Return, verbatim, the stretch of the passage on shale-gas reservoirs from "Producing natural gas" to "fill this gap.".

--- SELECTED PASSAGE ---

Producing natural gas from shale-gas reservoirs presents a great challenge to petroleum engineers owing to the low-permeability nature of this type of gas reservoir. Large-scale and expensive hydraulic-fracturing operations are often required for enhancing gas well productivity. Because of the shaly characteristics of the reservoir rock, the hydraulically fractured gas wells are vulnerable to damage by fracturing fluids. However, the true significance of the formation damage in shale-gas reservoirs is still not clear. It is highly desirable to have a simple method for predicting the degree of fracture-face matrix damage and for optimizing fracturing treatments. This paper is meant to fill this gap.

--- EXCERPTED RECORDS ---

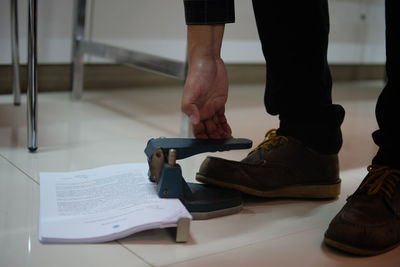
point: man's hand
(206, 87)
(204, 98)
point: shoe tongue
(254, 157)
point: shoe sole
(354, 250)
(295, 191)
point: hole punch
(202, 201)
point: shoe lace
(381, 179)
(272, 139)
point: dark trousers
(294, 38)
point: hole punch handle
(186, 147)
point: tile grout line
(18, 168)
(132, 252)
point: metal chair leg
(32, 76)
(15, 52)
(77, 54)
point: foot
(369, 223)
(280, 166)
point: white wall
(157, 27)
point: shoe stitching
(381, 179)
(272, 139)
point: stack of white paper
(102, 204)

---
--- EXCERPTED RECORDS ---

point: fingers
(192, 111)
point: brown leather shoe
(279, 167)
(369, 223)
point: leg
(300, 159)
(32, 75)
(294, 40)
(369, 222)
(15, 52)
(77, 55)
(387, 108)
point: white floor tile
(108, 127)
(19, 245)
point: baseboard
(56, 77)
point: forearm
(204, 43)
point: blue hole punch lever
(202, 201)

---

SOLUTION:
Producing natural gas from shale-gas reservoirs presents a great challenge to petroleum engineers owing to the low-permeability nature of this type of gas reservoir. Large-scale and expensive hydraulic-fracturing operations are often required for enhancing gas well productivity. Because of the shaly characteristics of the reservoir rock, the hydraulically fractured gas wells are vulnerable to damage by fracturing fluids. However, the true significance of the formation damage in shale-gas reservoirs is still not clear. It is highly desirable to have a simple method for predicting the degree of fracture-face matrix damage and for optimizing fracturing treatments. This paper is meant to fill this gap.